▸ Directions for this task
Look through the entries below for the line that contains "of the building", then set down that line and each one after it exactly, through the last.

▸ Records to process
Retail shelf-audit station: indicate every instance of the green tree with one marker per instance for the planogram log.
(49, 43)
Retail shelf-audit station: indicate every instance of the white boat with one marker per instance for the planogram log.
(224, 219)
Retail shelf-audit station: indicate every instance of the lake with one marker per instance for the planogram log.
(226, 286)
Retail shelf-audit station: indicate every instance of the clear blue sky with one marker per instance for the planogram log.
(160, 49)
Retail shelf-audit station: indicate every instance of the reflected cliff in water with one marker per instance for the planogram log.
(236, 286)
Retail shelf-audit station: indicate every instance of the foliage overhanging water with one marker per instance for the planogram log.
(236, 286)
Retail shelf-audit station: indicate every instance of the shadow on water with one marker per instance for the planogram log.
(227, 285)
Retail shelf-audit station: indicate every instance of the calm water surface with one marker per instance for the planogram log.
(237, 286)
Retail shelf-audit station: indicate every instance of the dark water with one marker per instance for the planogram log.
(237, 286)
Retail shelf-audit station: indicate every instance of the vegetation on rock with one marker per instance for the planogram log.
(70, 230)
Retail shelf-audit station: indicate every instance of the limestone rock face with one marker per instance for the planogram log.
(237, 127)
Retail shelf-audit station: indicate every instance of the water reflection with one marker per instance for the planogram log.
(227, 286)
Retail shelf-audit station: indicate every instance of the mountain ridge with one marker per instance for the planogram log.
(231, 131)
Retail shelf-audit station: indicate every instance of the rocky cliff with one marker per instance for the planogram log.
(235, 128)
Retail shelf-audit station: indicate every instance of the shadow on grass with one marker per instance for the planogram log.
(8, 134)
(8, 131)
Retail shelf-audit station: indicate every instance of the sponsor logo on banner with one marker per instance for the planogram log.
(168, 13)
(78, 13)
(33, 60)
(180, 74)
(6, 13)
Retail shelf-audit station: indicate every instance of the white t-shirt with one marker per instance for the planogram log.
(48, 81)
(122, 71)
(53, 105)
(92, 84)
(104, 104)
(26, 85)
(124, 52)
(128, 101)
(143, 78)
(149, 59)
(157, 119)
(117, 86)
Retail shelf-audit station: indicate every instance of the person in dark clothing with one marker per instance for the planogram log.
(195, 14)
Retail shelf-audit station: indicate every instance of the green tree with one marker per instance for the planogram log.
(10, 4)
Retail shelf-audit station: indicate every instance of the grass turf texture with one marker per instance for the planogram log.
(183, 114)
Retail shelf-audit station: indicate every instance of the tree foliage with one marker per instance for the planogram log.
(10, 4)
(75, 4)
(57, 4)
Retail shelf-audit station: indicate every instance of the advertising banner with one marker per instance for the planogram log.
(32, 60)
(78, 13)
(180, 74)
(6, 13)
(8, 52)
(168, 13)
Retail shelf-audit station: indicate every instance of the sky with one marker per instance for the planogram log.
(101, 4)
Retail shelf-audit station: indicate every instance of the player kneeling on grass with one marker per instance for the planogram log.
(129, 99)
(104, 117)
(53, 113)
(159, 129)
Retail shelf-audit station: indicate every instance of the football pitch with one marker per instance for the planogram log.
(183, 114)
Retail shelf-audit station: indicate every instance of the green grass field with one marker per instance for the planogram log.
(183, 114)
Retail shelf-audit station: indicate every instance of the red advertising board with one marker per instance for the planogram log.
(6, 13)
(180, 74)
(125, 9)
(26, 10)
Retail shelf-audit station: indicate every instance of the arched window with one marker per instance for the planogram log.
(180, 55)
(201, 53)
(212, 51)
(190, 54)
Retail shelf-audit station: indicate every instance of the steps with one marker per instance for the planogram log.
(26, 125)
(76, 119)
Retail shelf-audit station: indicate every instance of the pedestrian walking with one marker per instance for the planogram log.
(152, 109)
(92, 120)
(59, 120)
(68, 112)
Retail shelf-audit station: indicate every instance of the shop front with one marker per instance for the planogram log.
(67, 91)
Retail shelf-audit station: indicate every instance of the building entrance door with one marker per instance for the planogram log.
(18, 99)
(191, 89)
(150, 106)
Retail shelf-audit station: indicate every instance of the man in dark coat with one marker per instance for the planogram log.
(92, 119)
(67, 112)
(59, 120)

▸ Answer to this task
Retail shelf-audit station: indicate every instance of the building entrance door with one marker per instance for the planogram log.
(18, 99)
(191, 89)
(150, 106)
Retail shelf-audit station: indicate every instance of the man in dark coat with one marker per instance for the planogram log.
(92, 119)
(67, 112)
(59, 120)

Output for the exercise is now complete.